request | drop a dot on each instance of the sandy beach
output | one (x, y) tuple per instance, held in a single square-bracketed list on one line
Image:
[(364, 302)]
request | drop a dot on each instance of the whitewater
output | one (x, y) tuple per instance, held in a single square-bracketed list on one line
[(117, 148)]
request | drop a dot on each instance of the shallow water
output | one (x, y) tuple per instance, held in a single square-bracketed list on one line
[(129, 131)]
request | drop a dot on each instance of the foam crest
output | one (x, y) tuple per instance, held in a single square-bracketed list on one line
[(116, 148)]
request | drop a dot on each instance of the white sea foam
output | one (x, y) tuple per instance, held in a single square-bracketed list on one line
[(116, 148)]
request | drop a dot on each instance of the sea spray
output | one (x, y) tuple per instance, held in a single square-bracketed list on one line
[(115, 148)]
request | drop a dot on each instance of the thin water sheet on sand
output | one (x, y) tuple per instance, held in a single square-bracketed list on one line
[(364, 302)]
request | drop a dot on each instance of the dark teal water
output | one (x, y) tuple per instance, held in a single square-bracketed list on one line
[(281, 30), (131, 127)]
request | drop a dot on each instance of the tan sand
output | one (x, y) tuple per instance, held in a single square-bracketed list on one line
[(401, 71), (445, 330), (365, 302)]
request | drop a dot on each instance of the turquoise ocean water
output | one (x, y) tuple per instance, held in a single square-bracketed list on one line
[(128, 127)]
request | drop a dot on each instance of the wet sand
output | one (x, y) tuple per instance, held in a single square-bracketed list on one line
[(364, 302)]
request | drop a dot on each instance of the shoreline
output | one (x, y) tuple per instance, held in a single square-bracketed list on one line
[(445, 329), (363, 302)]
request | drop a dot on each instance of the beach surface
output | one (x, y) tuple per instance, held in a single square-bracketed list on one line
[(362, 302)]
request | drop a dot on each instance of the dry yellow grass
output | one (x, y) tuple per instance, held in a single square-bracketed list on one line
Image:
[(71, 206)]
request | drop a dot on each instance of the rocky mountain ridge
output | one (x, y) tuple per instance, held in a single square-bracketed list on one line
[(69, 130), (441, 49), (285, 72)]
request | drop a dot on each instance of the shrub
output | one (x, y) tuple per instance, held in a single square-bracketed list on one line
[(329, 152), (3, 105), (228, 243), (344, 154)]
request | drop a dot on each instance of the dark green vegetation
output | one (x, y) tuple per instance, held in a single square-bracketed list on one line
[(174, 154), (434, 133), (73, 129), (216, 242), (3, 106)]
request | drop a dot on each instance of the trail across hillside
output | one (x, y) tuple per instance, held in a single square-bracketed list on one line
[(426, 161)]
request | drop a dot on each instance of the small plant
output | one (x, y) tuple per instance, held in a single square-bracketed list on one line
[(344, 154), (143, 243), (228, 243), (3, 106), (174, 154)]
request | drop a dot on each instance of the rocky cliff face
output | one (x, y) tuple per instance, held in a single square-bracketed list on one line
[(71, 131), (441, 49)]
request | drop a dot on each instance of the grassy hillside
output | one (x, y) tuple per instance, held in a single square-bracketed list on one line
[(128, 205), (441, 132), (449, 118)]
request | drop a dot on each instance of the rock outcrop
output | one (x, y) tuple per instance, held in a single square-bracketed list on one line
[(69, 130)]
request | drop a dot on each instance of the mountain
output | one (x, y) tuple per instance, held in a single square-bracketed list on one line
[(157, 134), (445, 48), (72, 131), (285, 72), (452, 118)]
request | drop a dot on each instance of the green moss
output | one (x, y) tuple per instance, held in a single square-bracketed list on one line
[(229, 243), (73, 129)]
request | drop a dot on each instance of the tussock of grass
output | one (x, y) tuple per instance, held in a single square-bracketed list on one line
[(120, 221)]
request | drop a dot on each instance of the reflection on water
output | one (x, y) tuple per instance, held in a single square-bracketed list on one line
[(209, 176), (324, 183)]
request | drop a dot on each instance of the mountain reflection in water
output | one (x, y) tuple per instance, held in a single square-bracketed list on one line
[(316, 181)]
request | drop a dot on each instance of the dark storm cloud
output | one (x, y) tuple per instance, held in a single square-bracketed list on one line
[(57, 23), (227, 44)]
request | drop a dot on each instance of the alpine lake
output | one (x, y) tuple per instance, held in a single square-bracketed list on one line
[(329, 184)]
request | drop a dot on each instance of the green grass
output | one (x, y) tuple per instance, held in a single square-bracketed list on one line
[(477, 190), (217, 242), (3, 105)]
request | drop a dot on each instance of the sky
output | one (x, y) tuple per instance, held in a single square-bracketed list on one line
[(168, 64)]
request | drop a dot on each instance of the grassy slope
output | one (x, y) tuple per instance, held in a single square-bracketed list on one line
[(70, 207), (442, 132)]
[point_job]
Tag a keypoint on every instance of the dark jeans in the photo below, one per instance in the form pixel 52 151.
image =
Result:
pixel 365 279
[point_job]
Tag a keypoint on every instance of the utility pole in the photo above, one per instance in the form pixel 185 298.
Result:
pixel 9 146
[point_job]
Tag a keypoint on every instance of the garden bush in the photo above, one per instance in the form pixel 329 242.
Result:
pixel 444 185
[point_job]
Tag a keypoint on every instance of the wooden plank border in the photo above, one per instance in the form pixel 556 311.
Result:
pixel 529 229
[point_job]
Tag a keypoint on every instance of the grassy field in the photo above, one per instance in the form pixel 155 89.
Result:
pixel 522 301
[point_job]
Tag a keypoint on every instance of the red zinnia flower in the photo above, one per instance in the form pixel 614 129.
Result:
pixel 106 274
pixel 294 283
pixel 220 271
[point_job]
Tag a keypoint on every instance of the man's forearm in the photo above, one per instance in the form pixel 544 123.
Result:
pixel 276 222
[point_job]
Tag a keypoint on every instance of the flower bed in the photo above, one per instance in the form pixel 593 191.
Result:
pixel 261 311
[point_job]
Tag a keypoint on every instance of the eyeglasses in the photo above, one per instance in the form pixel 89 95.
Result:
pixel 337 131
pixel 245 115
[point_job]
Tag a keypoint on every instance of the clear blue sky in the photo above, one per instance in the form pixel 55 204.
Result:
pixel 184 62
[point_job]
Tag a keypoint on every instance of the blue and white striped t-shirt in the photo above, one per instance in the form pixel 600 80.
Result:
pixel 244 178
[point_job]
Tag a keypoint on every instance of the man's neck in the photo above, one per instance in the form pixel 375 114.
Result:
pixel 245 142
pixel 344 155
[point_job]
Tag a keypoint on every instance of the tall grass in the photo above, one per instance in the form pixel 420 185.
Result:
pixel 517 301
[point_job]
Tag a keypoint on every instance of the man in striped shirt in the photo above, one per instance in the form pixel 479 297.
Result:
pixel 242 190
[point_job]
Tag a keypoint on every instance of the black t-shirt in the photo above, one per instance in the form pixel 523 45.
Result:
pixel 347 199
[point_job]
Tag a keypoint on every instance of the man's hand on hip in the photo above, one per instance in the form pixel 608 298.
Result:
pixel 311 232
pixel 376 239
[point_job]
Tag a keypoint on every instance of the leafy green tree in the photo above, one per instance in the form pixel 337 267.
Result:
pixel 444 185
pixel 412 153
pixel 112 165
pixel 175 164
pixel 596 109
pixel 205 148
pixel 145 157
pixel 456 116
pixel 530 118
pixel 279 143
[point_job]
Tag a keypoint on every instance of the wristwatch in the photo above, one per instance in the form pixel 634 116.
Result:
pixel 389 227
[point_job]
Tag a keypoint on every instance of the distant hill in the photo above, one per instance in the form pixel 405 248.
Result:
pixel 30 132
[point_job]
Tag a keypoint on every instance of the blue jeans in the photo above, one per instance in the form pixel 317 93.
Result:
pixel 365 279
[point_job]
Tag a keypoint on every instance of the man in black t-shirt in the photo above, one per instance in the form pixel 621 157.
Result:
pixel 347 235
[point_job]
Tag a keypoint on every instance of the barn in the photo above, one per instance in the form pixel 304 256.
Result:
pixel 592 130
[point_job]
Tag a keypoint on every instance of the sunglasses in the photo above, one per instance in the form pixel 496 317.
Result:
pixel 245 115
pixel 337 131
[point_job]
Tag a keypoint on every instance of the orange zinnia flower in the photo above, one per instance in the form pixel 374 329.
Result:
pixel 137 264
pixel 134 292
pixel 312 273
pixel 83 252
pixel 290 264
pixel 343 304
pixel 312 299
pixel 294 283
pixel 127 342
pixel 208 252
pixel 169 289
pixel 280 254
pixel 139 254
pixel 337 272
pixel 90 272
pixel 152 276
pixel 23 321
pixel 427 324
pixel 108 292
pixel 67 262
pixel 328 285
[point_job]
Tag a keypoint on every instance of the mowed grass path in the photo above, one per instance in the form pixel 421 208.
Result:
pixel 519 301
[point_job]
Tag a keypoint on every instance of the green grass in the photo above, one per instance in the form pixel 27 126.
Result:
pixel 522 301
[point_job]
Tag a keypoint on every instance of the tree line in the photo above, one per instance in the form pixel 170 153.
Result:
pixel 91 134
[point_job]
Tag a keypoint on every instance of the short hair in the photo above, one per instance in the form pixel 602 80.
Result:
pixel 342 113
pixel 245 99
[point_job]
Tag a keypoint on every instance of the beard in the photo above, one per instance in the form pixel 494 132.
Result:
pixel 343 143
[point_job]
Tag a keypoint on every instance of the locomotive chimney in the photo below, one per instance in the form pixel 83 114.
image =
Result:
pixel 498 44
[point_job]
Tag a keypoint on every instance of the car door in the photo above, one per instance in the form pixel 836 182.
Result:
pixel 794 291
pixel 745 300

Instructions for the task
Take from the material above the lines running from the one with "the green moss" through the one with "each instance of the green grass", and repeat them exactly, with nothing else.

Solution to this problem
request | drop a dot on each instance of the green moss
output | one (x, y) tuple per instance, held in a single square-bracketed list on one line
[(229, 243), (73, 129)]
request | drop a dot on each instance of the tussock of grass
output | one (x, y) tuple per instance, held in a single square-bracketed list on one line
[(120, 221)]
request | drop a dot on each instance of the reflection on water
output | one (x, y) tuple per instance, held in a single square-bracketed list on one line
[(209, 176), (324, 183)]
request | drop a dot on each instance of the mountain reflection in water
output | one (x, y) tuple per instance, held in a single square-bracketed list on one line
[(316, 181)]
request | drop a dot on each instance of the dark storm cloud
output | one (x, y) tuple per instance, held in a single square-bracketed list on one line
[(57, 23), (227, 44)]
request | drop a dot on each instance of the alpine lake
output | one (x, y) tuple per instance, held in a single square-bracketed list on one line
[(329, 184)]
request | drop a dot on each instance of the green grass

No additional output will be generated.